» Work required
Without skipping anything, write out each record below exactly.

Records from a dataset

<<<<

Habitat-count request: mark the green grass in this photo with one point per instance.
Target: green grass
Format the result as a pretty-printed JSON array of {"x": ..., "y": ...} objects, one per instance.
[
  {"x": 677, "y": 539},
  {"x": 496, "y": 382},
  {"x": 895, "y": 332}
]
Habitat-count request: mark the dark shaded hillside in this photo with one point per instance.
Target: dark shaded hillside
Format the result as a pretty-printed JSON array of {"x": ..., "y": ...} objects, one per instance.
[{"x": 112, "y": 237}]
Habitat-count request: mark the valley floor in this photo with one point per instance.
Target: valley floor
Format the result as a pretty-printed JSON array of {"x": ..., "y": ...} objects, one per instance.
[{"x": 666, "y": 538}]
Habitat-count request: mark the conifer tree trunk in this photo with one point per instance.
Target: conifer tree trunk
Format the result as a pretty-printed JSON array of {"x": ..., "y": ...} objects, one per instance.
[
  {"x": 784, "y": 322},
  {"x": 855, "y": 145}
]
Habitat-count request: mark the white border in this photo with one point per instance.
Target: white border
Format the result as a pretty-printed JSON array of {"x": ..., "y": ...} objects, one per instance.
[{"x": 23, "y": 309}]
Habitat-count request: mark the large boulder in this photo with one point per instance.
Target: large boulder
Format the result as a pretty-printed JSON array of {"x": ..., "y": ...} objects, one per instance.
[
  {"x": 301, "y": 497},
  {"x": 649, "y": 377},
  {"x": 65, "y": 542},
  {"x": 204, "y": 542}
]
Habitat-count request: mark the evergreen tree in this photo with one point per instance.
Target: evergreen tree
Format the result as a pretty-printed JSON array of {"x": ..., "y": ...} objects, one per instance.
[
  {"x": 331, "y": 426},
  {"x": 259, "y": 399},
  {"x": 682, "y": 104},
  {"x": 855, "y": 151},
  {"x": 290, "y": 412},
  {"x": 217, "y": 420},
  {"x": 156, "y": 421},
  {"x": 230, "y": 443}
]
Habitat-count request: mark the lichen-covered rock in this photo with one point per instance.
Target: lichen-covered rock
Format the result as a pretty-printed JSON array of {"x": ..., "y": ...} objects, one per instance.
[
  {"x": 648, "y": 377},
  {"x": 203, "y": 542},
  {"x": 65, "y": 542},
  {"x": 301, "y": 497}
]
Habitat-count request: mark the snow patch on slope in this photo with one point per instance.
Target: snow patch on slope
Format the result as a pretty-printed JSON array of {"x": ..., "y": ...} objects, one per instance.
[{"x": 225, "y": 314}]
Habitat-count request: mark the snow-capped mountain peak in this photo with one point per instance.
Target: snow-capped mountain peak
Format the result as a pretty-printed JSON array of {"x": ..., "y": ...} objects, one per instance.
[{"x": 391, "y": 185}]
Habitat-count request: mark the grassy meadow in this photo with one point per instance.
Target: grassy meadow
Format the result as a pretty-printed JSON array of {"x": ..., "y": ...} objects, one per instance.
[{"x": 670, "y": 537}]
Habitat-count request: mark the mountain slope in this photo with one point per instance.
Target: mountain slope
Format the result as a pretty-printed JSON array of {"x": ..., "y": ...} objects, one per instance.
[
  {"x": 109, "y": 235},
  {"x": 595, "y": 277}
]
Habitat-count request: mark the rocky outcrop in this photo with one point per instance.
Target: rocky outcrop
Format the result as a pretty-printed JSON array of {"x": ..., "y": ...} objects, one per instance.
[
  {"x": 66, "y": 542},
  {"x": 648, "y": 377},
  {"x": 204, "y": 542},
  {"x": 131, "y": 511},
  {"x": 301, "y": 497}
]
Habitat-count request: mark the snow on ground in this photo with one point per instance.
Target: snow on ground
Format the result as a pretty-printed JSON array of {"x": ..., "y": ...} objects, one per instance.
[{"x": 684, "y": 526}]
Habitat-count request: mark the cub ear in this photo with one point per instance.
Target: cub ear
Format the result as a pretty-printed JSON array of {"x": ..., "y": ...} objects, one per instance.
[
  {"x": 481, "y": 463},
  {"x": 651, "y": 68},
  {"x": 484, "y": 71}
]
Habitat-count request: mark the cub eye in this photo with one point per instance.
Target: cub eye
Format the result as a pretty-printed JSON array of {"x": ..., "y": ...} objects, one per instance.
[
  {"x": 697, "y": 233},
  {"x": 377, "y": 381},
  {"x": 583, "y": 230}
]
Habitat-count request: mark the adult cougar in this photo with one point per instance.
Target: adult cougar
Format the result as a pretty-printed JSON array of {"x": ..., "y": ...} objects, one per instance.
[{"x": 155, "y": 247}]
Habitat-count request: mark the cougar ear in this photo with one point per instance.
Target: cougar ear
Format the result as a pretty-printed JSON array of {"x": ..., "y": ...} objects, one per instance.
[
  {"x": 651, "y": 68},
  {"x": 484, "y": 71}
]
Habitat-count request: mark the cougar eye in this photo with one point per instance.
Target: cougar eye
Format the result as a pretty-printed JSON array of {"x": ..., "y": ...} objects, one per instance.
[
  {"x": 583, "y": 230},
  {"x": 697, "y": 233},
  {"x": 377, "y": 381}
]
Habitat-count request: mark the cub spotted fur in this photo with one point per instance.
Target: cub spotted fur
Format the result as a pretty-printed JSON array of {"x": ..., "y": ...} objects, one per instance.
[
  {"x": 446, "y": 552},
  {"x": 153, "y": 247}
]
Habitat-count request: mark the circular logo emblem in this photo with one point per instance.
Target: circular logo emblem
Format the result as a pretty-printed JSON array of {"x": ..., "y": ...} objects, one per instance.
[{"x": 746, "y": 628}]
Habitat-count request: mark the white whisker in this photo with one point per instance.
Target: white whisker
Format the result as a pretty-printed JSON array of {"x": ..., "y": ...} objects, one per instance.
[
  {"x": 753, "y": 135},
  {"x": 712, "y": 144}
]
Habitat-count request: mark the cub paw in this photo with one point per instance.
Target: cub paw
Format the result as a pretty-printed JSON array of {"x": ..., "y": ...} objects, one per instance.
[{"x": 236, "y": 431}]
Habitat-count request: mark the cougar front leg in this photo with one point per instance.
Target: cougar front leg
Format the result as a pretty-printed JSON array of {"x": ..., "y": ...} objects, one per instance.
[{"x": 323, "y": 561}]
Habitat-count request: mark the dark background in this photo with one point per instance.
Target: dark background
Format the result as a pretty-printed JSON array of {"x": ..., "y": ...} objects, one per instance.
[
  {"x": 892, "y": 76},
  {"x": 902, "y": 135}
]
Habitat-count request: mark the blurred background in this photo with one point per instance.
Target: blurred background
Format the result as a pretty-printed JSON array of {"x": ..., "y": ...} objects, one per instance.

>>>>

» Result for this task
Habitat-count request: mark the green grass in this photo with one point per instance.
Target: green grass
Format the result as a pretty-printed JSON array of {"x": ..., "y": ...} objects, one per instance.
[
  {"x": 677, "y": 539},
  {"x": 496, "y": 382},
  {"x": 895, "y": 332}
]
Habitat-count request: mark the dark shaded hillside in this photo with one point per instance.
Target: dark shaded hillside
Format the result as a pretty-printed JSON array of {"x": ..., "y": ...} objects, one per instance.
[{"x": 112, "y": 237}]
Habitat-count request: mark the valley floor in this photo with one point per instance.
Target: valley floor
Format the result as a pretty-printed JSON array of {"x": ..., "y": ...} objects, one per instance.
[{"x": 666, "y": 538}]
Habitat-count request: mark the conifer tree trunk in this photo with one point per instance.
Target: conifer tree trunk
Format the result as a pretty-printed JSON array of {"x": ..., "y": ...} objects, one per instance.
[
  {"x": 784, "y": 322},
  {"x": 855, "y": 145}
]
Habitat-count request: mark the white border in this photo with one point per instance.
Target: white border
Format the result as a pretty-printed JSON array of {"x": ..., "y": ...} objects, one per instance.
[{"x": 23, "y": 309}]
Habitat-count request: mark the large boulder in this photo with one point per instance.
Target: large boulder
Format the result as a pretty-printed JSON array of {"x": ..., "y": ...} objects, one per instance.
[
  {"x": 301, "y": 497},
  {"x": 649, "y": 377},
  {"x": 65, "y": 542},
  {"x": 204, "y": 542}
]
Habitat-count request: mark the evergreen tree in this photo with one point per instance.
Target: evergreen tree
Format the result as a pretty-printed JSON array of {"x": ..., "y": ...} objects, one per instance.
[
  {"x": 331, "y": 426},
  {"x": 259, "y": 399},
  {"x": 682, "y": 104},
  {"x": 855, "y": 151},
  {"x": 290, "y": 412},
  {"x": 217, "y": 420},
  {"x": 156, "y": 421},
  {"x": 230, "y": 443}
]
Habitat-count request: mark the lichen-covered rock in this photo with one point per instance.
Target: lichen-covered rock
Format the result as a pretty-printed JSON array of {"x": ..., "y": ...} objects, one per instance.
[
  {"x": 648, "y": 377},
  {"x": 203, "y": 542},
  {"x": 65, "y": 542},
  {"x": 301, "y": 497}
]
Habitat-count request: mark the snow patch on slope in this photo with one point per instance.
Target: snow patch on slope
Format the result as a pretty-printed JSON array of {"x": ..., "y": ...} objects, one per instance.
[{"x": 225, "y": 314}]
Habitat-count request: mark the snow-capped mountain peak in this photo with one point per instance.
Target: snow-capped mountain peak
Format the result as a pretty-printed JSON array of {"x": ..., "y": ...} objects, one per instance.
[{"x": 391, "y": 185}]
Habitat-count request: mark the grassy meadow in this photo with one point per instance.
Target: grassy meadow
Format the result as a pretty-printed JSON array of {"x": ..., "y": ...} objects, one per instance.
[{"x": 670, "y": 537}]
Habitat-count request: mark the mountain slope in this photo with one point per instance.
Target: mountain slope
Format the result as a pretty-printed JSON array of {"x": ..., "y": ...} objects, one per instance.
[
  {"x": 109, "y": 235},
  {"x": 595, "y": 277}
]
Habitat-count request: mark the rocky outcrop in this photo with one point per instance.
Target: rocky outcrop
Format the result as a pretty-printed JSON array of {"x": ..., "y": ...} objects, one per instance.
[
  {"x": 66, "y": 542},
  {"x": 648, "y": 377},
  {"x": 204, "y": 542},
  {"x": 131, "y": 511},
  {"x": 301, "y": 497}
]
Habitat-count request: mark the snow on ground in this photo with one point per instance.
Target: snow on ground
Format the result as a pretty-printed JSON array of {"x": ..., "y": ...} objects, one per instance.
[{"x": 684, "y": 526}]
Habitat-count request: mark the cub ear in this photo with one point per instance.
Target: cub ear
Format the result as a pretty-printed JSON array of {"x": ..., "y": ...} objects, one per instance.
[
  {"x": 481, "y": 463},
  {"x": 651, "y": 68},
  {"x": 484, "y": 71}
]
Habitat-count request: mark the cub eye in this photo with one point per instance.
Target: cub eye
Format the result as a pretty-printed JSON array of {"x": ..., "y": ...} objects, one per instance.
[
  {"x": 697, "y": 233},
  {"x": 377, "y": 381},
  {"x": 583, "y": 230}
]
Habitat-count request: mark the adult cougar in this photo with one point per instance.
Target: adult cougar
Format the result as a pretty-printed JSON array of {"x": ..., "y": ...} objects, one per instance.
[{"x": 155, "y": 247}]
Habitat-count request: mark the cougar ear in this photo with one point per instance.
Target: cougar ear
Format the result as a pretty-printed JSON array of {"x": ..., "y": ...} objects, one per instance.
[
  {"x": 651, "y": 68},
  {"x": 484, "y": 71}
]
Habitat-count request: mark the cougar eye in this photo with one point per instance.
Target: cougar eye
Format the result as a pretty-printed JSON array of {"x": ..., "y": ...} objects, one per instance.
[
  {"x": 583, "y": 230},
  {"x": 697, "y": 233},
  {"x": 377, "y": 381}
]
Habitat-count request: mark the cub spotted fur in this photo with one point per instance.
Target: cub spotted fur
Format the result as a pretty-printed JSON array of {"x": ..., "y": ...} objects, one per instance.
[
  {"x": 446, "y": 552},
  {"x": 153, "y": 247}
]
Habitat-count request: mark the circular logo emblem in this photo with one point per instance.
Target: circular logo emblem
Format the result as a pretty-printed JSON array of {"x": ..., "y": ...} objects, one per instance.
[{"x": 746, "y": 628}]
Habitat-count request: mark the white whisker in this photo with one point per instance.
Target: white whisker
Format the result as a pretty-printed JSON array of {"x": ..., "y": ...} objects, one per instance.
[
  {"x": 753, "y": 135},
  {"x": 712, "y": 144}
]
Habitat-count request: mark the cub paw in this photo with one point per instance.
Target: cub paw
Format the result as a pretty-printed JSON array of {"x": ..., "y": ...} objects, one per instance.
[{"x": 236, "y": 431}]
Habitat-count request: mark the cougar front leg in this photo with one point per instance.
Target: cougar front leg
Format the result as a pretty-printed JSON array of {"x": ..., "y": ...} objects, one per instance.
[{"x": 323, "y": 561}]
Habitat-count request: mark the dark background in this photo with one point per instance.
Target: dark background
Format the result as a pretty-printed JSON array of {"x": ..., "y": ...} objects, one per instance.
[
  {"x": 892, "y": 76},
  {"x": 902, "y": 135}
]
Habitat-count request: mark the blurred background in this photo with one point per instance.
Target: blurred background
Format the result as a pretty-printed JSON array of {"x": ..., "y": ...} objects, one per instance.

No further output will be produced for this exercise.